§ **Records shown**
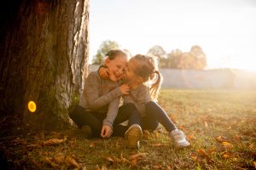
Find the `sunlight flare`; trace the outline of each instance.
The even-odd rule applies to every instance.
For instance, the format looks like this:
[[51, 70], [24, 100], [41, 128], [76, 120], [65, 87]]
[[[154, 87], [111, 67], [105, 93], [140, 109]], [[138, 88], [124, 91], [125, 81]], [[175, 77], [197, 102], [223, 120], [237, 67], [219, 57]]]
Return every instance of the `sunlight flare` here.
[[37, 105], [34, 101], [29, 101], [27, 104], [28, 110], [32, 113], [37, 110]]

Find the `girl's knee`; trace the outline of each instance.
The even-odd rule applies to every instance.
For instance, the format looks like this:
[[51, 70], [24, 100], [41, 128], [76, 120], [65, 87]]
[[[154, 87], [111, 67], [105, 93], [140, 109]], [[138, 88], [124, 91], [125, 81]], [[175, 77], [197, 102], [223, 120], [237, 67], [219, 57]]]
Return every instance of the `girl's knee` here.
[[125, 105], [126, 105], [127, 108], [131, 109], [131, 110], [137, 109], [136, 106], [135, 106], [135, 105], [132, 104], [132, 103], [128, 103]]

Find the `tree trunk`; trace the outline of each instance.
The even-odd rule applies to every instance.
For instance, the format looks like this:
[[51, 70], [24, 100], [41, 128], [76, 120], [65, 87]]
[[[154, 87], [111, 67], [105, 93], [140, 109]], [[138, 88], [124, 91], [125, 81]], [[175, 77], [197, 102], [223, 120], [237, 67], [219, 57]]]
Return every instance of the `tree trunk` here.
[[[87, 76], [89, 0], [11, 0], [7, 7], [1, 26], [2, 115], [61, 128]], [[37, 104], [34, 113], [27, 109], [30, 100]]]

§ **What the exercise asks**
Extract the lines of the material above verbatim, starting at its beginning and ending at the line that contains "103], [128, 103]]", with both ends included. Please leave the pictures out of your answer.

§ **Reply to the task**
Find the `sunlight flare`; trace the outline of each instance.
The even-odd rule applies to every instance.
For instance, the format looks like this:
[[51, 70], [24, 100], [41, 128], [76, 120], [65, 87]]
[[[154, 87], [111, 67], [105, 93], [140, 109]], [[138, 88], [124, 91], [125, 81]], [[175, 77], [197, 102], [223, 120], [237, 67], [219, 57]]]
Return every instance of the `sunlight flare` here.
[[37, 105], [34, 101], [29, 101], [27, 104], [28, 110], [32, 113], [37, 110]]

Find the `girl's knee`; trace the outline of each instance.
The even-odd rule applies to every instance.
For instance, the format looks like this:
[[51, 70], [24, 100], [41, 128], [76, 120], [65, 87]]
[[[154, 87], [111, 67], [105, 93], [140, 109]], [[138, 88], [124, 91], [125, 81]], [[175, 77], [197, 102], [223, 120], [237, 67], [219, 57]]]
Return every instance of the `girl's knee` here.
[[125, 105], [126, 105], [127, 108], [131, 109], [131, 110], [137, 109], [136, 106], [135, 106], [135, 105], [132, 104], [132, 103], [128, 103]]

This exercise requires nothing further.